» **Task to complete**
Retype, without alteration, each line from the line containing "point: pink rose" to the final line of the records.

» **Records shown**
___
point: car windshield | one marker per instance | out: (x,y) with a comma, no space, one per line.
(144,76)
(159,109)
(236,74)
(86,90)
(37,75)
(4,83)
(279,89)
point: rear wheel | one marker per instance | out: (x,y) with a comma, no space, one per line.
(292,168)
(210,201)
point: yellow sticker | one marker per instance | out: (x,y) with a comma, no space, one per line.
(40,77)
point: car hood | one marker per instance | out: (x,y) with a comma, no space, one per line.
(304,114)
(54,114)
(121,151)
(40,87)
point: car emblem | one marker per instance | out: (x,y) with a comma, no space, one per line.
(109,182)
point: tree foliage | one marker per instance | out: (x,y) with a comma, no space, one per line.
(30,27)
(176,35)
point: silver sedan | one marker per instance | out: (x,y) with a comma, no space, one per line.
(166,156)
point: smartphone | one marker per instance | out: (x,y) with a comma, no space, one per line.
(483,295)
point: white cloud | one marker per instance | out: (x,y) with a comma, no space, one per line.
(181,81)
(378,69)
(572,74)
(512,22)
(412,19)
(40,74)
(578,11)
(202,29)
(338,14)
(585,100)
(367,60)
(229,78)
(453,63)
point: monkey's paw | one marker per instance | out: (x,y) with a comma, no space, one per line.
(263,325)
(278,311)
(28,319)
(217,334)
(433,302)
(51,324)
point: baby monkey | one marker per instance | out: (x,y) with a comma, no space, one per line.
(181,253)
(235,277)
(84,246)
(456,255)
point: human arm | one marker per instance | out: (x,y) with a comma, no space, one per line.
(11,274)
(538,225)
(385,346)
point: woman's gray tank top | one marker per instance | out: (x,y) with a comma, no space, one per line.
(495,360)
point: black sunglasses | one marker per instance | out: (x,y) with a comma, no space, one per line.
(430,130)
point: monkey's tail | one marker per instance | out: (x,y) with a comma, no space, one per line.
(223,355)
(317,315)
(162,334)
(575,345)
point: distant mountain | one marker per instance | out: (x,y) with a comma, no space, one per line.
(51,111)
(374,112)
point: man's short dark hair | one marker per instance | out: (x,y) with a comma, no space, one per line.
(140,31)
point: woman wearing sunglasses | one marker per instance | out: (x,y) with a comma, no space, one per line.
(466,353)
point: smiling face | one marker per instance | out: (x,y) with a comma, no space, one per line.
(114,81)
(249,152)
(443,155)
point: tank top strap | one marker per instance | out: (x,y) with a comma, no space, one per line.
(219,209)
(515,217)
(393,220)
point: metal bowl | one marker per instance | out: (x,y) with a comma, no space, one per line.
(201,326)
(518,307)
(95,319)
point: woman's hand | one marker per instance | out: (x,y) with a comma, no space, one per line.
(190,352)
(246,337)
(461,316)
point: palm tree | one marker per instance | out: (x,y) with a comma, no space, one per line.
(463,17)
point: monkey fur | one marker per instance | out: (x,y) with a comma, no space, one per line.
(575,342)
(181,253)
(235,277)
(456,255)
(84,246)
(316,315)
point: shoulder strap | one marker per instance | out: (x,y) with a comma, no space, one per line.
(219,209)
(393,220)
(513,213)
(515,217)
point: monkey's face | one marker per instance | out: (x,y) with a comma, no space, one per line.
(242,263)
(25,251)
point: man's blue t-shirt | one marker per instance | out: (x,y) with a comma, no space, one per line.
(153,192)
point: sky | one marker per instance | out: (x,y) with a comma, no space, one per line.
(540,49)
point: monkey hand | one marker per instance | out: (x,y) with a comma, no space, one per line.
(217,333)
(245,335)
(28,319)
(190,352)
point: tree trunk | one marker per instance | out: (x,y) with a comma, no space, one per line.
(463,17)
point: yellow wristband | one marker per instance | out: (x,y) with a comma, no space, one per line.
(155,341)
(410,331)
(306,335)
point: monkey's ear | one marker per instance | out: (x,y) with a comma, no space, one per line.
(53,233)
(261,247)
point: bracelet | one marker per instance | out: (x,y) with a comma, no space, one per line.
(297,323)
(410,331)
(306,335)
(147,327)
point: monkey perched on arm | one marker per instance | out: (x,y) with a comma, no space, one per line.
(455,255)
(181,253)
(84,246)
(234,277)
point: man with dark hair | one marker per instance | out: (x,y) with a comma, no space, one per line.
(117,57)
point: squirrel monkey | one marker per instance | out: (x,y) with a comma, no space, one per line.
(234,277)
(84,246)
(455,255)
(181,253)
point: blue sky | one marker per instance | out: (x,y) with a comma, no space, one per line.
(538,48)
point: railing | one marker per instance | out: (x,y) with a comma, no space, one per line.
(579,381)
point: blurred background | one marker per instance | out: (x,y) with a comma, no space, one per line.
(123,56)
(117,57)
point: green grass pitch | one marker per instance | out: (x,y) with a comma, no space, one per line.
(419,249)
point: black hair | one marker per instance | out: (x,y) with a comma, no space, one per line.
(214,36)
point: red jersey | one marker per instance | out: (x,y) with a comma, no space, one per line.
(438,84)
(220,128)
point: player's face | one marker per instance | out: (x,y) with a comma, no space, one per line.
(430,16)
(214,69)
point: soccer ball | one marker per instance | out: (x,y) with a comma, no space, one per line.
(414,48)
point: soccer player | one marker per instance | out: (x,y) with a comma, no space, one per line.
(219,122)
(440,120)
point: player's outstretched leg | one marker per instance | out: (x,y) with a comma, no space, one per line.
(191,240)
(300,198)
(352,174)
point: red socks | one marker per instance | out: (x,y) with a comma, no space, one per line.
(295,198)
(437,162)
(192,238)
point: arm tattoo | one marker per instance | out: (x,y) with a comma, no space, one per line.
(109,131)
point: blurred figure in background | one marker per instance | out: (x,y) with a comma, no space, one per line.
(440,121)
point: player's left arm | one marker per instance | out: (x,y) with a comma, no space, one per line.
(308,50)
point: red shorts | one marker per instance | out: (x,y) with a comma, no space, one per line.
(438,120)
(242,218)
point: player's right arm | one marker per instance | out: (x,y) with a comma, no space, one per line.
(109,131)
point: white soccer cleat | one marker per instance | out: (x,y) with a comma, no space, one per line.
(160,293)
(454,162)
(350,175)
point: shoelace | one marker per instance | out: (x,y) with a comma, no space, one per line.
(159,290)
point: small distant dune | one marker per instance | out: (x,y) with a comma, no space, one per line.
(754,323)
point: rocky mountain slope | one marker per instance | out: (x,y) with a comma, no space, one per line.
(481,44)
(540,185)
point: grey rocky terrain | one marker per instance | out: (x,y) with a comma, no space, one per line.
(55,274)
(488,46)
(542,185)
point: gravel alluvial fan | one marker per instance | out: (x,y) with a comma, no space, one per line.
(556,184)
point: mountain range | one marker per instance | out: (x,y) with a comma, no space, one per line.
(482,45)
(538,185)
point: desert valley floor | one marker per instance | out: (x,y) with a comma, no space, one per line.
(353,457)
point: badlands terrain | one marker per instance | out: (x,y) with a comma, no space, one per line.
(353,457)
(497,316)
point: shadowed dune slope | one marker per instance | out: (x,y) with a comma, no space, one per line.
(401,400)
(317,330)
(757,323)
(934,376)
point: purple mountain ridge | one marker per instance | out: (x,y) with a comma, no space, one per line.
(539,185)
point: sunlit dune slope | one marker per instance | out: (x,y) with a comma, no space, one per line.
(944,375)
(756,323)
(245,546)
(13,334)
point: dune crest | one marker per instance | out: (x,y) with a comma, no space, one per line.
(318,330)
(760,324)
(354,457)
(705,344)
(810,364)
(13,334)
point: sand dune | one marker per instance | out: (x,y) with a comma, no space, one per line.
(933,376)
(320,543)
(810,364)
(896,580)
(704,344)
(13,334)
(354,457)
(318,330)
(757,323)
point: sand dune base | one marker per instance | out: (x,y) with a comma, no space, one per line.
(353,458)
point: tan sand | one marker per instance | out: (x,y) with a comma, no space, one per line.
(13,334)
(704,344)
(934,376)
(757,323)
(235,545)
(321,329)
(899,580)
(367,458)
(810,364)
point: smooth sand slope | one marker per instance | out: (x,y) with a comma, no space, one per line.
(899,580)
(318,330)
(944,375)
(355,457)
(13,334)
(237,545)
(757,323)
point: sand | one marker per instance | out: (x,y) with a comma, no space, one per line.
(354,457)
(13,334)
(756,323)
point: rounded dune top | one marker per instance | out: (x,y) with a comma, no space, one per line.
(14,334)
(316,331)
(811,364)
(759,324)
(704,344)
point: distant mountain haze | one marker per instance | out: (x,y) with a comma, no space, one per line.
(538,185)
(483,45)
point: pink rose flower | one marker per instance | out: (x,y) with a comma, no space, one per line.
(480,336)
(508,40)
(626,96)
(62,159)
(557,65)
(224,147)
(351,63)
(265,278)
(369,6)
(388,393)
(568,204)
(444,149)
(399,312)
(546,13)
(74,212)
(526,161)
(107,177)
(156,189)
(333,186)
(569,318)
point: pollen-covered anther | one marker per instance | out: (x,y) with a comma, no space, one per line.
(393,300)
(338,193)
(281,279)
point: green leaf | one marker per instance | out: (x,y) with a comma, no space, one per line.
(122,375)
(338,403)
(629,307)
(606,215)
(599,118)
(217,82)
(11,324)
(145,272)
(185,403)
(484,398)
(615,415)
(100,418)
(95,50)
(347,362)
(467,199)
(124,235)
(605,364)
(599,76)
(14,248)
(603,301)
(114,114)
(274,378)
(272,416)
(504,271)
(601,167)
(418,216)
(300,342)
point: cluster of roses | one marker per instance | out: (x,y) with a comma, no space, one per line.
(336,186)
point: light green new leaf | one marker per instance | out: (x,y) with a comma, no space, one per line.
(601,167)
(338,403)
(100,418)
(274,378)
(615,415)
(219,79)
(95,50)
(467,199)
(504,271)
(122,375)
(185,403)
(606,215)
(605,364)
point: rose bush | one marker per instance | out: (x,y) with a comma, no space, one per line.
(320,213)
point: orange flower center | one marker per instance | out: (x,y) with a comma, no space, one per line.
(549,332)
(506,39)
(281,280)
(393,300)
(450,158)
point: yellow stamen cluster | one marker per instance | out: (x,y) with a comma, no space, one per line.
___
» **Exercise result**
point: pink rose flower | one marker per instance | out: (x,y) with a comma, no space, one per line.
(480,336)
(508,40)
(626,96)
(62,159)
(557,65)
(224,147)
(351,63)
(265,278)
(369,6)
(388,393)
(568,204)
(444,149)
(399,312)
(546,13)
(74,212)
(526,161)
(107,177)
(156,189)
(333,186)
(569,318)
point: pollen-covered anther | one marker per instance | out: (x,y) with a comma, no space, one per line.
(393,300)
(338,193)
(281,279)
point: green leaf | one marker per instance | out: (x,y) with a comma, no space, one per line.
(122,375)
(338,403)
(629,307)
(606,215)
(599,118)
(217,82)
(11,324)
(145,272)
(185,403)
(484,398)
(615,415)
(100,418)
(95,50)
(347,362)
(467,199)
(124,235)
(605,364)
(599,76)
(14,248)
(603,301)
(114,114)
(274,378)
(272,416)
(504,271)
(601,167)
(418,216)
(300,342)
point: cluster of roses | one marker per instance | out: (x,y) with a comma, no space, one per line.
(336,186)
point: light green new leaf | one marker per instance | out: (x,y) with a comma, no space, one per line.
(601,167)
(338,403)
(100,418)
(274,378)
(615,415)
(219,79)
(95,50)
(467,199)
(504,271)
(122,375)
(185,403)
(606,215)
(605,364)
point: rose bush | one marker per instance | out: (x,y) with a comma, no space, one per line.
(320,213)
point: orange flower center | one marker per instance | out: (x,y) with a comma, no space, one per line.
(549,332)
(506,39)
(281,280)
(393,300)
(450,158)
point: yellow stamen cluster | one marker per instance | out: (x,y) with a comma, no space, one per line.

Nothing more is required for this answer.